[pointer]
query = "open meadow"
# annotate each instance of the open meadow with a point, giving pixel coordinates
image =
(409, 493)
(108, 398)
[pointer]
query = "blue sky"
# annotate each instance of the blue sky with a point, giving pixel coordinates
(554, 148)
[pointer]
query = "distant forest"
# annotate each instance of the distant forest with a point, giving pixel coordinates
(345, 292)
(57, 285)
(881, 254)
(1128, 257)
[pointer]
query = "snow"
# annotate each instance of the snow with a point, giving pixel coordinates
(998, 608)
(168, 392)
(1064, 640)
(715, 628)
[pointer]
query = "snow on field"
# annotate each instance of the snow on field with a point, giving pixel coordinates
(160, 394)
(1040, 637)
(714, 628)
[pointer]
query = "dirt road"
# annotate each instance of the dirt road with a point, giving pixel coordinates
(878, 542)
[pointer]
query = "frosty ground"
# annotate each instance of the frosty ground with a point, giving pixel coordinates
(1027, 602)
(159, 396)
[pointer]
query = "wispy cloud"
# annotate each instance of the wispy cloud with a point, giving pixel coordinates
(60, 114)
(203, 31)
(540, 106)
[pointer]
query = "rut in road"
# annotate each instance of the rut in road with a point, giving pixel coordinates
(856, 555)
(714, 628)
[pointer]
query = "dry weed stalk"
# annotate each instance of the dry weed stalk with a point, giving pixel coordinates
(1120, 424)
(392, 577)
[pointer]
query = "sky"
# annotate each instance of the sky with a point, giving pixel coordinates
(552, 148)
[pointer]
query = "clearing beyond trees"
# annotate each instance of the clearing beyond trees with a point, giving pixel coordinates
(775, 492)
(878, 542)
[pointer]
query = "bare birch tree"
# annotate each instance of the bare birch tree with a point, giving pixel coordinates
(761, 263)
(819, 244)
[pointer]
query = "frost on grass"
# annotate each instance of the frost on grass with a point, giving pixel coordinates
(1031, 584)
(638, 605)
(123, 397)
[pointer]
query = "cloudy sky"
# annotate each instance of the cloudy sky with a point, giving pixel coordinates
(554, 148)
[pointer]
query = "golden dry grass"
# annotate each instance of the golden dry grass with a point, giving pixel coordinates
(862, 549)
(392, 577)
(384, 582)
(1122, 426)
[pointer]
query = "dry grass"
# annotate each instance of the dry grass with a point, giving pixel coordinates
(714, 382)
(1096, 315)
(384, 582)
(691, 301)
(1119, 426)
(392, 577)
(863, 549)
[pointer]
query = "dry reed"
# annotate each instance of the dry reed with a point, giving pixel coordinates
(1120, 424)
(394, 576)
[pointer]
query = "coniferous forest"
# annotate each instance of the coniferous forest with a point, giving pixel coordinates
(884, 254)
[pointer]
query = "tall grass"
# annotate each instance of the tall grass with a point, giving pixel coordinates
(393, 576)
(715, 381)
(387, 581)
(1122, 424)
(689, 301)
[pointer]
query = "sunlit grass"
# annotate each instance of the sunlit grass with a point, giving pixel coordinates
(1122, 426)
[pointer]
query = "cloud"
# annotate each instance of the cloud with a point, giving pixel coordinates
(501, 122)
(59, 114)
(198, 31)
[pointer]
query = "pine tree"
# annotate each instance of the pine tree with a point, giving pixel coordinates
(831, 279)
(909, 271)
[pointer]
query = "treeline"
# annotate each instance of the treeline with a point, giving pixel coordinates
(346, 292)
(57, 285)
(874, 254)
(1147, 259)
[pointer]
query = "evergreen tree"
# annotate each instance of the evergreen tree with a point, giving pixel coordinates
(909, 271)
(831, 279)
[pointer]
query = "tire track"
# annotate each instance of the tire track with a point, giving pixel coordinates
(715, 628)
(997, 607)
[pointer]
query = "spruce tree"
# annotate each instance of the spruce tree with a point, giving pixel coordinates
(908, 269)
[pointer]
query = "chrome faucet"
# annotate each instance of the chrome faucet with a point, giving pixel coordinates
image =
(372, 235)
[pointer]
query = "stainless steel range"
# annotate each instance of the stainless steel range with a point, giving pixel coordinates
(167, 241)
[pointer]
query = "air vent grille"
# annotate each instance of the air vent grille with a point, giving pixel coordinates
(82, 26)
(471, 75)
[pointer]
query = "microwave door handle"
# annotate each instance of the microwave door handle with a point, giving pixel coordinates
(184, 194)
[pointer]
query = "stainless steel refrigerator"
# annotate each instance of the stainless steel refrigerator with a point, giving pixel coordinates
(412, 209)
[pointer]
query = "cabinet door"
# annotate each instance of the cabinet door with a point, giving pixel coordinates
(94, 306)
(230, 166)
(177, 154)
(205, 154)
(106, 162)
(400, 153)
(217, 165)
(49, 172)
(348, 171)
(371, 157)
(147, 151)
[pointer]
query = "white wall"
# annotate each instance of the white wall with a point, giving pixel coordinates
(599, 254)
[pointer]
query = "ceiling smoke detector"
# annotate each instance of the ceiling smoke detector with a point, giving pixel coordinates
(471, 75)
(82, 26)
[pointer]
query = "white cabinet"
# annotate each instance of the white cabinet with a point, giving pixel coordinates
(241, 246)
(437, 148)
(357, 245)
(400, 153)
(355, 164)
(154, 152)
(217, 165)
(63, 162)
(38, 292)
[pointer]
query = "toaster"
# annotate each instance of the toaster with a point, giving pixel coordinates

===

Exactly reproduce the material above.

[pointer]
query = "open meadow"
# annotate each instance of the open meadow with a point, giving pixel coordinates
image =
(409, 493)
(108, 398)
[pointer]
query = "blue sky"
# annotate each instance of the blue sky with a point, giving pixel coordinates
(554, 148)
[pointer]
query = "distant forest"
# annotate each instance of the distant forest with a point, giving pixel coordinates
(345, 292)
(57, 285)
(881, 254)
(1128, 257)
[pointer]
query = "snow"
# annotate each instance of the snow with a point, giving pixel coordinates
(998, 608)
(168, 392)
(1064, 640)
(715, 628)
[pointer]
query = "snow on field"
# annotate each instance of the snow on field with a point, giving pixel coordinates
(160, 394)
(1040, 637)
(714, 628)
[pointer]
query = "dirt road"
# annotate each instance of the dirt road with a point, giving pixel coordinates
(878, 542)
[pointer]
query = "frosty ground"
# annotate each instance of the frosty ground with a point, giving pixel coordinates
(1027, 602)
(159, 396)
[pointer]
query = "wispy cloud"
# annotate each instance of the wispy cloud with a point, giving pixel coordinates
(60, 114)
(203, 31)
(540, 106)
[pointer]
query = "rut in road"
# annotate each instance of the rut in road with a point, giving pixel coordinates
(856, 555)
(714, 628)
[pointer]
query = "dry weed stalk"
# annotate each instance of the dry weed stalk with a point, giving pixel coordinates
(1120, 424)
(392, 577)
[pointer]
query = "sky"
# annotate each instance of the sky with a point, giving pixel coordinates
(552, 148)
[pointer]
query = "clearing beyond trees"
# annotate each instance of the clearing beyond trees with a point, giving pixel coordinates
(775, 492)
(878, 542)
[pointer]
query = "bare birch tree"
# annotate each instance of the bare birch tree with a point, giving pixel coordinates
(761, 263)
(819, 244)
[pointer]
query = "frost on grass"
# annotate each instance of the frost on grass with a point, giving pixel coordinates
(1031, 584)
(638, 605)
(123, 397)
[pointer]
query = "cloudy sky"
# annotate each instance of the cloudy sky with a point, giving pixel coordinates
(554, 148)
[pointer]
query = "golden dry grass"
# annotate each instance of the golden dry grass with a point, giving pixel coordinates
(862, 549)
(392, 577)
(384, 582)
(1122, 426)
[pointer]
query = "dry grass"
# annotate each instance of the dry grass with a point, giving pixel coordinates
(714, 382)
(1096, 315)
(384, 582)
(691, 301)
(1119, 426)
(392, 577)
(863, 549)
[pointer]
query = "dry reed"
# annotate each instance of the dry reed with a point, giving pixel coordinates
(1120, 424)
(394, 576)
[pointer]
query = "coniferous forest"
# annotate each instance of the coniferous forest with a point, giving pixel coordinates
(884, 254)
[pointer]
query = "tall grass"
# annotate each instance of the tall grass with a point, giving pixel coordinates
(393, 576)
(715, 381)
(387, 581)
(1122, 424)
(689, 301)
[pointer]
query = "sunlit grass"
# annotate each instance of the sunlit grass with a point, giving pixel coordinates
(1122, 426)
[pointer]
query = "cloud"
# annotate each instance of the cloud with a point, giving pixel coordinates
(501, 122)
(59, 114)
(198, 31)
[pointer]
query = "pine tree"
# annotate each instance of the pine tree with a point, giving pixel coordinates
(831, 279)
(909, 271)
[pointer]
query = "treeline"
# annotate each instance of the treeline with a point, giving pixel coordinates
(346, 292)
(57, 285)
(874, 254)
(1147, 259)
[pointer]
query = "evergreen tree"
# annotate each instance of the evergreen tree with a point, giving pixel coordinates
(909, 271)
(831, 279)
[pointer]
query = "tire track"
# annotate each instance of the tire track with a point, giving pixel coordinates
(715, 628)
(997, 607)
[pointer]
query = "spruce tree"
# annotate each instance of the spruce tree with a point, giving pixel coordinates
(908, 269)
[pointer]
query = "chrome faucet"
# annotate each instance of the chrome faucet with a point, giving pixel coordinates
image =
(372, 235)
[pointer]
query = "stainless steel range"
# annotate each instance of the stainless steel range with a point, giving pixel coordinates
(167, 241)
[pointer]
query = "air vent grille"
# annotate each instance of the air vent grille with a point, giving pixel coordinates
(82, 26)
(471, 75)
[pointer]
query = "microwave door handle"
# annotate each instance of the microwave door handle with a point, giving pixel coordinates
(184, 194)
[pointer]
query = "stainless steel refrigerator"
# annotate each instance of the stainless steel refrigerator with a point, giving pixel coordinates
(412, 209)
[pointer]
query = "cabinet door"
# annotate each instance of the cabinet door with a point, giving pixel coordinates
(94, 306)
(230, 166)
(177, 154)
(205, 154)
(106, 162)
(400, 153)
(217, 165)
(49, 172)
(348, 171)
(371, 157)
(147, 151)
[pointer]
query = "white wall"
# annotate each instance of the white wall with a point, giving pixel coordinates
(599, 254)
[pointer]
query = "ceiling smoke detector"
# annotate each instance of the ceiling smoke detector with a point, giving pixel coordinates
(471, 75)
(82, 26)
[pointer]
query = "white cabinet"
# annotate each instance of the white cabinet with a point, giving pixel coordinates
(241, 246)
(437, 148)
(357, 245)
(400, 153)
(355, 164)
(154, 152)
(217, 165)
(63, 162)
(38, 292)
[pointer]
query = "toaster"
# annotate each instance of the toaster with a point, giving pixel coordinates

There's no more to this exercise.